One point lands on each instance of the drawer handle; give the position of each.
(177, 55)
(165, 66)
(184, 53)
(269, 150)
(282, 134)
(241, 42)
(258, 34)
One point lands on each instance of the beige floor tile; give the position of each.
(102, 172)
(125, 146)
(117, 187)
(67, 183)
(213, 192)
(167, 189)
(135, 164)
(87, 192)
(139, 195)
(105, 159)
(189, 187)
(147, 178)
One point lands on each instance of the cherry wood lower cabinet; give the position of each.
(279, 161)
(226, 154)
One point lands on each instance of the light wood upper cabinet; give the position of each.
==
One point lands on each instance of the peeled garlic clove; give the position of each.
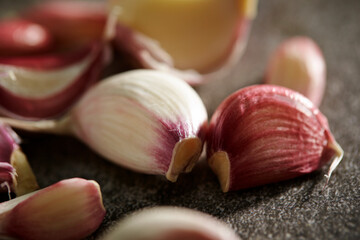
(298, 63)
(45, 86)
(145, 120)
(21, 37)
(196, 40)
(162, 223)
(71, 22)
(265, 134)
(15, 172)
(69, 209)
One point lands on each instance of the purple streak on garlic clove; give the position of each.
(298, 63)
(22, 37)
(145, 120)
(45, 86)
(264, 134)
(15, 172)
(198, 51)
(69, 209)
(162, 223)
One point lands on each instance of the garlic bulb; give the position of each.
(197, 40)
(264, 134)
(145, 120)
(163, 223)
---
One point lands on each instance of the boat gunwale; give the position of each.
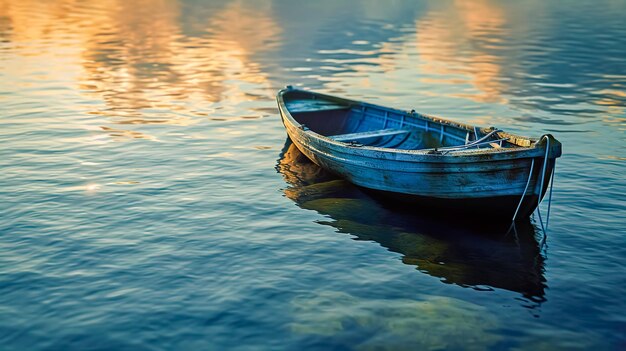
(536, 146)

What you have to do => Look above for the line holding "One point lands on each instance of the drawer", then set down exactly that line and every line after it up to and including the line holding "One point lands on each instance of the light", with nothing else.

Expected output =>
One point lands on each instance of the drawer handle; give the position of each.
(177, 55)
(165, 66)
(184, 53)
(269, 150)
(282, 134)
(241, 42)
(258, 34)
One point lands on each instance of the beige floor tile; give the position of each.
(102, 172)
(125, 146)
(117, 187)
(67, 183)
(213, 192)
(167, 189)
(135, 164)
(87, 192)
(139, 195)
(105, 159)
(189, 187)
(147, 178)
One point lands on each instance of the cherry wood lower cabinet; give the position of each.
(279, 161)
(226, 154)
One point lands on each instance of the light wood upper cabinet; give the position of each.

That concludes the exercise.